◆ GIVEN DATA

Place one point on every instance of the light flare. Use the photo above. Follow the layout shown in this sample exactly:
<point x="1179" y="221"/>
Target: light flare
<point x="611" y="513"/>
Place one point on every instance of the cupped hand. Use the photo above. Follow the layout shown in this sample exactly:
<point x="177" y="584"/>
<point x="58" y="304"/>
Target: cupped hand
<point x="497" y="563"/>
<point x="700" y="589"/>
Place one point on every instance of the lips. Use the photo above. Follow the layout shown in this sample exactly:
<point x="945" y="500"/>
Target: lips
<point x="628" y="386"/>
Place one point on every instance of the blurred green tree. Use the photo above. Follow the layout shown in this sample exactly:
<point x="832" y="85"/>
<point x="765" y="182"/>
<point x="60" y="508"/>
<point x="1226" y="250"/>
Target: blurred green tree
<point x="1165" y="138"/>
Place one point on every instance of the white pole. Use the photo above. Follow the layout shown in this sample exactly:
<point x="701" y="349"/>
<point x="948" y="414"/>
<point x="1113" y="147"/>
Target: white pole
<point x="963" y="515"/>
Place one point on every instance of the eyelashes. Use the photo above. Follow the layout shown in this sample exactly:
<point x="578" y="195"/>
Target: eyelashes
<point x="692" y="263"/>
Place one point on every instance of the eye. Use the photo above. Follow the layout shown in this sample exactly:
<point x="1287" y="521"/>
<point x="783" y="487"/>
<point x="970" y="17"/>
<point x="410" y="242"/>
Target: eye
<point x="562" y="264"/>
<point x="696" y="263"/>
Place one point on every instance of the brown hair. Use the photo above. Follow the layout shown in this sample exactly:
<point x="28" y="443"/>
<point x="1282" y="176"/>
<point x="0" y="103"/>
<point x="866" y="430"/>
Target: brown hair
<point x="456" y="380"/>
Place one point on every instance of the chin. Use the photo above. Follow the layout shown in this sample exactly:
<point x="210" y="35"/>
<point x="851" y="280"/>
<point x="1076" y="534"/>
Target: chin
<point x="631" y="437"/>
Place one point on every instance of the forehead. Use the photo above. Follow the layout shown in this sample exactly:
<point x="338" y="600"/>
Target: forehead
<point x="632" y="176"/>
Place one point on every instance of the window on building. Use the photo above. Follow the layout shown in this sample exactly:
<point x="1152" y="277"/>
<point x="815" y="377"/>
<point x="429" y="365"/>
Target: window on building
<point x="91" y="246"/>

◆ WHAT THE EXERCISE ASKS
Output the records above in their entirety, exactly.

◆ OUTPUT OF THE EXERCISE
Place one point on every instance of the light flare. Use the photo above. Follow the layout shown in this sample exactly:
<point x="1179" y="221"/>
Target: light flare
<point x="611" y="513"/>
Place one point on every instance of the cupped hand. Use the photo above. Follow the layout shown in this sample exactly:
<point x="177" y="584"/>
<point x="58" y="304"/>
Target: cupped hand
<point x="497" y="563"/>
<point x="700" y="589"/>
Place one point on every instance of the lips. Use the photo above. Follow the layout shown in this sample exactly:
<point x="945" y="500"/>
Target: lips
<point x="628" y="386"/>
Place one point on every instance of the blurred green tree. Use the photo above. Follow the layout shown in this sample exactly:
<point x="832" y="85"/>
<point x="765" y="182"/>
<point x="60" y="508"/>
<point x="1226" y="250"/>
Target: blurred green tree
<point x="1165" y="138"/>
Place one point on every instance of the white pole. Use the photo above. Follow the layout shown in this sample exactly:
<point x="701" y="349"/>
<point x="948" y="414"/>
<point x="1113" y="147"/>
Target: white pole
<point x="963" y="515"/>
Place one point on every instance of the eyelashes. Use the photo above. Follow the layout shown in this sample exactly:
<point x="578" y="195"/>
Target: eyelashes
<point x="692" y="263"/>
Place one point on every instance of the eye. Use the photo above. Follow the layout shown in this sample exactly:
<point x="1287" y="521"/>
<point x="783" y="487"/>
<point x="970" y="17"/>
<point x="410" y="242"/>
Target: eye
<point x="562" y="264"/>
<point x="696" y="263"/>
Place one point on every instance of the brown hair. Use the photo above. Follow the layout shown in this sample exactly:
<point x="28" y="443"/>
<point x="1282" y="176"/>
<point x="0" y="103"/>
<point x="866" y="430"/>
Target: brown hair
<point x="456" y="380"/>
Place one point on every instance of the chin. Use the photo above. Follow the layout shown in this sample exactly:
<point x="210" y="35"/>
<point x="851" y="280"/>
<point x="1076" y="534"/>
Target: chin
<point x="631" y="437"/>
Place one point on every instance of the forehead. Use the photo above. Follow the layout shown in this sample exactly:
<point x="338" y="600"/>
Target: forehead
<point x="632" y="176"/>
Place one point on every instance of the window on building. Use the photo above. Follow the layout shown in this sample exactly:
<point x="1152" y="277"/>
<point x="815" y="377"/>
<point x="429" y="365"/>
Target: window on building
<point x="91" y="246"/>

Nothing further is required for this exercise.